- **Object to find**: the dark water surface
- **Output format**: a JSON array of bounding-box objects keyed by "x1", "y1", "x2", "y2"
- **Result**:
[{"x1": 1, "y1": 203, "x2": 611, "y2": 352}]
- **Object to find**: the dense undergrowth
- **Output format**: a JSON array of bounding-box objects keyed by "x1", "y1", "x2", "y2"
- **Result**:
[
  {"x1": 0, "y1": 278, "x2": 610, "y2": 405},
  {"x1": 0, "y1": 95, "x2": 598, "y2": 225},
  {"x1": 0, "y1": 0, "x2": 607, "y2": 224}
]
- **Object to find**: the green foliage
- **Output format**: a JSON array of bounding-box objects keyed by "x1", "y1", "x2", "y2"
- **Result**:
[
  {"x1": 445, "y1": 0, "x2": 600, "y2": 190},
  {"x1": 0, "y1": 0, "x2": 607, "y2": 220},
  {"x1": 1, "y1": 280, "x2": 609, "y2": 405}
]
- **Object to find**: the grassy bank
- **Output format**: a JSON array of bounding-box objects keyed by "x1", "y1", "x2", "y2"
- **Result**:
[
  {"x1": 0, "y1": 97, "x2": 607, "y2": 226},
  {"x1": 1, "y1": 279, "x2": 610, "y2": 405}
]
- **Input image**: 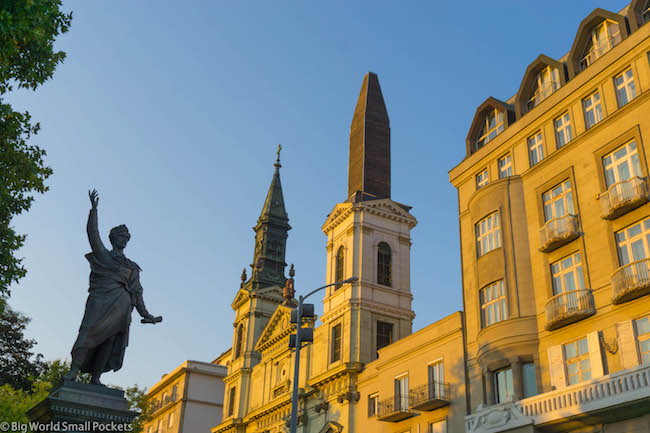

◆ ◆ ◆ ◆

→ WORK ORDER
Everything in the material above must be repeated exactly, apart from its pictures.

→ TASK RESPONSE
- **Object to find**: the dark water surface
- **Output format**: a JSON array of bounding-box objects keyed by "x1", "y1", "x2", "y2"
- **Result**:
[{"x1": 1, "y1": 203, "x2": 611, "y2": 352}]
- **Object to find**: the dense undergrowth
- **Output format**: a JSON array of bounding-box objects keyed by "x1", "y1", "x2", "y2"
- **Result**:
[
  {"x1": 0, "y1": 278, "x2": 610, "y2": 405},
  {"x1": 0, "y1": 95, "x2": 598, "y2": 225},
  {"x1": 0, "y1": 0, "x2": 607, "y2": 224}
]
- **Object to find**: the green foliage
- **Output format**: a JSON array of bounding-box objects keyed by "x1", "y1", "x2", "y2"
- **Result**:
[
  {"x1": 445, "y1": 0, "x2": 600, "y2": 190},
  {"x1": 0, "y1": 0, "x2": 607, "y2": 220},
  {"x1": 1, "y1": 280, "x2": 609, "y2": 405}
]
- **Object to find**: the grassy bank
- **Output format**: a JSON array of bounding-box objects keyed by "x1", "y1", "x2", "y2"
- **Result**:
[
  {"x1": 0, "y1": 97, "x2": 607, "y2": 226},
  {"x1": 1, "y1": 279, "x2": 610, "y2": 405}
]
- **Input image**: 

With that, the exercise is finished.